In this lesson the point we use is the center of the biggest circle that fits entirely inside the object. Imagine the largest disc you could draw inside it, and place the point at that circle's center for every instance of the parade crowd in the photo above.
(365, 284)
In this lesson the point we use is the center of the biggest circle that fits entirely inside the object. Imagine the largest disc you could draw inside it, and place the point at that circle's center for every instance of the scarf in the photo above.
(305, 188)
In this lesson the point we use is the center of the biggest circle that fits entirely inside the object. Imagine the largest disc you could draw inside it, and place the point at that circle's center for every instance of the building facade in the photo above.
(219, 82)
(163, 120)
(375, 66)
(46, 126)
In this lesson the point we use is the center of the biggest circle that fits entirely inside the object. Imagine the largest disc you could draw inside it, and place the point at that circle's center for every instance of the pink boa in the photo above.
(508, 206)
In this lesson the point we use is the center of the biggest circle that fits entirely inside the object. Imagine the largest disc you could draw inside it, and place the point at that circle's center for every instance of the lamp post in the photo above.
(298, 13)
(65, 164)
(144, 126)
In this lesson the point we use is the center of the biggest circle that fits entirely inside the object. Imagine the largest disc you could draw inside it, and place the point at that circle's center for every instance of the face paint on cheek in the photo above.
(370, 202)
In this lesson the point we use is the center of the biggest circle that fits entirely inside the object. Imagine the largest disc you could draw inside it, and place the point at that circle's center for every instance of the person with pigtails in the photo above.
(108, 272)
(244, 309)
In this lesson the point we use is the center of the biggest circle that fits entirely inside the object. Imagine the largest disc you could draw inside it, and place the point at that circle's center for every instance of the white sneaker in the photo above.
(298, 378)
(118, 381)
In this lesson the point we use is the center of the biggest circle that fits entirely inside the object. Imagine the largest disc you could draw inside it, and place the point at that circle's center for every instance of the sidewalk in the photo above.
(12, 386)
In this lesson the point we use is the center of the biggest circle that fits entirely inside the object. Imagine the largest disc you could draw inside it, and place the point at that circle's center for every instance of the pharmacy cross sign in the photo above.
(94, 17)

---

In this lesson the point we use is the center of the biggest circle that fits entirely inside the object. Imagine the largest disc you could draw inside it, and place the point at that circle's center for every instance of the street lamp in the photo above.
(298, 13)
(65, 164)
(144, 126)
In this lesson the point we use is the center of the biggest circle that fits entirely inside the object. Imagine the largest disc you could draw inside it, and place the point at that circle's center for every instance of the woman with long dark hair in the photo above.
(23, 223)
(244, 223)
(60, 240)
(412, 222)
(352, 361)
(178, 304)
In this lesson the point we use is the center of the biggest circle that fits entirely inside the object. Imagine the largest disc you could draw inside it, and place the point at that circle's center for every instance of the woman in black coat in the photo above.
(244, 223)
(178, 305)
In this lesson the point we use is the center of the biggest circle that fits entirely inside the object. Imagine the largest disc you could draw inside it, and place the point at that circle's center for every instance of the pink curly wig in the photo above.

...

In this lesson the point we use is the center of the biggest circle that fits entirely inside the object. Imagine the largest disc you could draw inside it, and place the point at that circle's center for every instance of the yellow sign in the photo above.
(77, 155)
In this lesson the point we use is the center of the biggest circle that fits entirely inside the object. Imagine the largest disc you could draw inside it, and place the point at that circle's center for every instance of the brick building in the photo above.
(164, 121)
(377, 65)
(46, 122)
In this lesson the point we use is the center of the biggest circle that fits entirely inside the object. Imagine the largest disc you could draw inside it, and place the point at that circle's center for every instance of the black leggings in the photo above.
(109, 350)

> _TASK BRIEF_
Both end lines included, restate word for word the lines above from the line with "lamp in the photo above." to the line with "wig in the photo above.", and nothing else.

> _RESPONSE FOR THIS EXERCISE_
In this lesson the point we use is the center of the biggest circle that fits entirely inside the object. Imagine the largest disc you could draw inside it, and place the point at that circle's center for every instance of the street lamp in the photo above.
(298, 13)
(65, 164)
(144, 126)
In this lesson the point we use is the center of the biggest circle that fits entirely inside the object. Imagine the largest disc you could draw inside it, and place the point at that circle's center for every instance of the woman with long dark hair in the photo above.
(23, 223)
(244, 223)
(60, 240)
(412, 222)
(352, 361)
(178, 304)
In this lesson the point we use is the center of the biggest circle that fits entirely inside the object. Imagine the largest disc you could draw inside it, and place the point at that circle's center for every instance of the woman in black coat in the photo above.
(244, 223)
(178, 305)
In this lesson the point we use is the center of the biggest circle that fits entirely inside the object. Imagine the largest disc you could draw inside it, and place the point at that circle's center for every instance of the pink curly wig in the photo above.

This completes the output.